[Excerpt to read]
################
Transparent solar materials on windows could gather as much energy as bulkier rooftop solar units, say researchers.
“Highly transparent solar cells represent the wave of the future for new solar applications…”
The authors of a new paper argue that widespread use of such highly transparent solar applications, together with the rooftop units, could nearly meet US electricity demand and drastically reduce the use of fossil fuels.
“Highly transparent solar cells represent the wave of the future for new solar applications,” says Richard Lunt, an associate professor of chemical engineering and materials science at Michigan State University. “We analyzed their potential and show that by harvesting only invisible light, these devices can provide a similar electricity-generation potential as rooftop solar while providing additional functionality to enhance the efficiency of buildings, automobiles, and mobile electronics.”
Lunt and colleagues pioneered the development of a transparent luminescent solar concentrator that, when placed on a window, creates solar energy without disrupting the view. The thin, plastic-like material can be used on buildings, car windows, cell phones, or other devices with a clear surface.
The solar-harvesting system uses organic molecules developed by Lunt and his team to absorb invisible wavelengths of sunlight. The researchers can “tune” these materials to pick up just the ultraviolet and the near-infrared wavelengths that then convert this energy into electricity.
Moving global energy consumption away from fossil fuels will require such innovative and cost-effective renewable energy technologies. Only about 1.5 percent of electricity demand in the United States and globally is produced by solar power.
In terms of overall electricity potential, however, the authors note that there is an estimated 5 billion to 7 billion square meters of glass surface in the United States. With that much glass to cover, transparent solar technologies have the potential of supplying some 40 percent of energy demand in the US—about the same potential as rooftop solar units.
################
[Work order 1]
In the article on transparent solar materials, the sentence beginning "The thin, plastic-like material" names specific things the material can be used on. List each of them.
[Work order 2]
Go on with the article on transparent solar materials, starting after its final sentence.
The items that come next are separate material and are not part of the article on transparent solar materials.

[Region pointing data]
################
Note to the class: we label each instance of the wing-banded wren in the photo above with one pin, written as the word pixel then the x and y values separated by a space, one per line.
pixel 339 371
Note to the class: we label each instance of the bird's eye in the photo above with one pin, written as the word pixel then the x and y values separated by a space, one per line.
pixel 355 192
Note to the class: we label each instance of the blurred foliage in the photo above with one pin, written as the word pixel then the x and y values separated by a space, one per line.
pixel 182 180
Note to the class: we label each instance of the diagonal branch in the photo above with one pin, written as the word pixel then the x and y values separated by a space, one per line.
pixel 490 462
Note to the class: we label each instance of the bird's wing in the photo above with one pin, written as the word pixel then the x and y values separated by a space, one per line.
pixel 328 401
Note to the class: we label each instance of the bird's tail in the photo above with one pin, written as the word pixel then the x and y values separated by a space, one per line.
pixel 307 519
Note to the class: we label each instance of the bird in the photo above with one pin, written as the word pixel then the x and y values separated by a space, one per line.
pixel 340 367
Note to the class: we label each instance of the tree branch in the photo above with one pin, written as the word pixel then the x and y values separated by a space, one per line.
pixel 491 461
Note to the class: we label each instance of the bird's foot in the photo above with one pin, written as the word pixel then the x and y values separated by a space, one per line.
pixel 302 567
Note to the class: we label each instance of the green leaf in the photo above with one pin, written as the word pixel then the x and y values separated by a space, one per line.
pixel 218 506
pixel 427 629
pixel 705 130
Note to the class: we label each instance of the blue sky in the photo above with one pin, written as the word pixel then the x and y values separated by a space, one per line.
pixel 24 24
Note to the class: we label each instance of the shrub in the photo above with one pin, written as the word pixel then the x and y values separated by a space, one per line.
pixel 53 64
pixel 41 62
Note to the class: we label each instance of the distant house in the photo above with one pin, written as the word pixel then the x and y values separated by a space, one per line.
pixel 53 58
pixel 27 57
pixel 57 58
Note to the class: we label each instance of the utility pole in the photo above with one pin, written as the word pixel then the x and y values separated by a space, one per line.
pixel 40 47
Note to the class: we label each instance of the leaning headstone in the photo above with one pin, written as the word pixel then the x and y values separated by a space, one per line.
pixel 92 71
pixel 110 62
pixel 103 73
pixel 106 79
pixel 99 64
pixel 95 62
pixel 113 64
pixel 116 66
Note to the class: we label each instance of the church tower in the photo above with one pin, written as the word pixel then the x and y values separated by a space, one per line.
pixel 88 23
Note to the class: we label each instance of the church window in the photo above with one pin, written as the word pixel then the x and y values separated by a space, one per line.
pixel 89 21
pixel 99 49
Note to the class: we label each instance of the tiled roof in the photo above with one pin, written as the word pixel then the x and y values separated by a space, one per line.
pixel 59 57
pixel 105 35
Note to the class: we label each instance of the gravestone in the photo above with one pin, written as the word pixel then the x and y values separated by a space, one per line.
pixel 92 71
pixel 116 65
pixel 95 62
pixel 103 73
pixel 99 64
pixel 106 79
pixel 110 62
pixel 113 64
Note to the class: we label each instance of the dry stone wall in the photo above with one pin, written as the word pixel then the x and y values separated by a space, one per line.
################
[Answer 1]
Buildings, car windows, cell phones

[Answer 2]
“The complimentary deployment of both technologies,” Lunt says, “could get us close to 100 percent of our demand if we also improve energy storage.”
Lunt says highly transparent solar applications are recording efficiencies above 5 percent, while traditional solar panels typically are about 15 percent to 18 percent efficient. Although transparent solar technologies will never be more efficient at converting solar energy to electricity than their opaque counterparts, they can get close and offer the potential to cover a lot more additional surface area, he says.
Right now, transparent solar technologies are only at about a third of their realistic overall potential, Lunt adds.
“That is what we are working towards,” he says. “Traditional solar applications have been actively researched for over five decades, yet we have only been working on these highly transparent solar cells for about five years. Ultimately, this technology offers a promising route to inexpensive, widespread solar adoption on small and large surfaces that were previously inaccessible.”
The researchers published their work in the journal Nature Energy.
The National Science Foundation and the US Department of Education funded the study.
Lunt’s coauthors are from Michigan State and Ubiquitous Energy Inc., a company Lunt cofounded with Barr to commercialize transparent solar technologies.